▶ _METTI IN PRATICA_
1. Secondo la guida alla scelta del pellet, sotto quale soglia deve restare il residuo di ceneri per un pellet certificato A1?
2. Elenca le caratteristiche principali del pellet che, secondo la guida alla scelta del pellet, è bene verificare.
3. Prosegui la guida alla scelta del pellet a partire dall'ultima frase del brano.

▶ _BRANO DI LETTURA_
□ □ □ □
Guida alla scelta del pellet

Il marchio europeo di qualità per la catena di fornitura pellet ENplus ha suddiviso i vari tipi di pellet in 3 categorie principali, dalla più alta alla più bassa:

A1 – prima categoria, qualità pregiata
A2 – seconda categoria, media qualità
B – terza categoria, adatto ad usi industriali

Oltre alla suddivisione sopra evidenziata, è bene verificare le 4 caratteristiche principali del pellet: il residuo di ceneri, il potere calorifico, la materia prima, e l’aspetto.

  • Il residuo delle ceneri è il parametro più importante: per il pellet certificato A1 deve essere inferiore allo 0.7%, per quello A2 deve essere inferiore all’1.5%.
  • Il potere calorifero indicato in etichetta deve essere quello reale. Un pellet di qualità media ha un potere calorifero intorno ai (4.5-4.8 kWh/kg), uno di buona qualità super il valore di 5.1 kWh/kg. Cifre che si aggirano intorno ai 6.0 kWh/kg sono false.
□ □ □ □
▶ _ESTRATTI DELLE VOCI_

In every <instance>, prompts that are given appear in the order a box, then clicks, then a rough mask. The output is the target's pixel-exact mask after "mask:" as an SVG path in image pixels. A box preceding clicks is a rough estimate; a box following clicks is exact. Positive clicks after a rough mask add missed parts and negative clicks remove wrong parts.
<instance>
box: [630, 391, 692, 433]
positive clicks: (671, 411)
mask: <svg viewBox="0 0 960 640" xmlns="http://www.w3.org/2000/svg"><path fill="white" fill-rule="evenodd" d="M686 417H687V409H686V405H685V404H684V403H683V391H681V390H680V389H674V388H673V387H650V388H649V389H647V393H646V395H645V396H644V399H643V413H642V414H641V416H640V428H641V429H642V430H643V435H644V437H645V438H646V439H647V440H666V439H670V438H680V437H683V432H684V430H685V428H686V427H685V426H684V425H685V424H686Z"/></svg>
□ □ □ □
▶ _RISPOSTE AI COMPITI_
1. Deve essere inferiore allo 0.7%.

2.
- Residuo di ceneri
- Potere calorifico
- Materia prima
- Aspetto

3.
  • La materia prima è determinante. La normativa impone che il pellet sia fatto con legno vergine che ha subito unicamente trattamenti di tipo meccanico. Il tipo di legno ha un’importanza relativa: può essere di abete, faggio, quercia o altro.
  • Anche l’aspetto offre delle indicazioni importanti. Il pellet deve essere compatto: osservando un sacco non si devono vedere troppi residui di pellet sbriciolato.

Esistono poi altre certificazioni come la DINplus, la FSC e la ÖNORM M7135 atte a garantire la qualità del prodotto.